**TASK PROMPT:** Update the records by replacing every occurrence of "nose" with "left ear", keeping all other text unchanged. Omit the pictures from your answer.

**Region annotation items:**
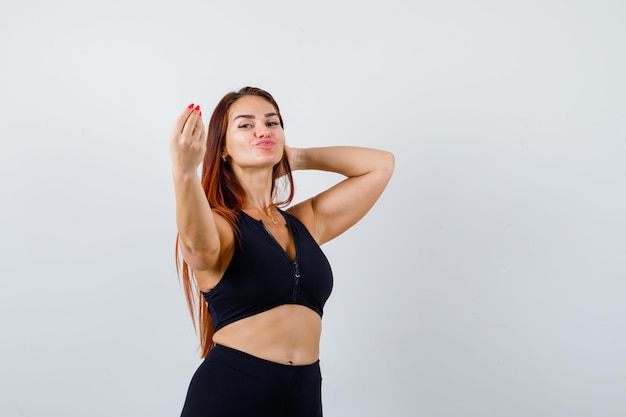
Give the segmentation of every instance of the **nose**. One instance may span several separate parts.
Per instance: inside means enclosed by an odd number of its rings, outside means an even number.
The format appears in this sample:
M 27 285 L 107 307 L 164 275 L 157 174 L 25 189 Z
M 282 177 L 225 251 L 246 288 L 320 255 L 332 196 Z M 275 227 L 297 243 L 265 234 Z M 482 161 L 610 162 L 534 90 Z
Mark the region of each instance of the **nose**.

**RIGHT ANSWER:**
Give the segmentation of every instance of the **left ear**. One instance may span several separate parts.
Per instance: inside means enclosed by an odd number of its rings, outside means an even number.
The format appears in this sample:
M 27 285 L 107 307 L 164 275 L 157 174 L 25 189 Z
M 282 177 L 225 251 L 246 288 L 320 255 L 332 196 Z M 275 227 L 297 243 L 265 234 Z M 482 161 L 610 162 L 534 90 Z
Mark the region of each instance of the **left ear**.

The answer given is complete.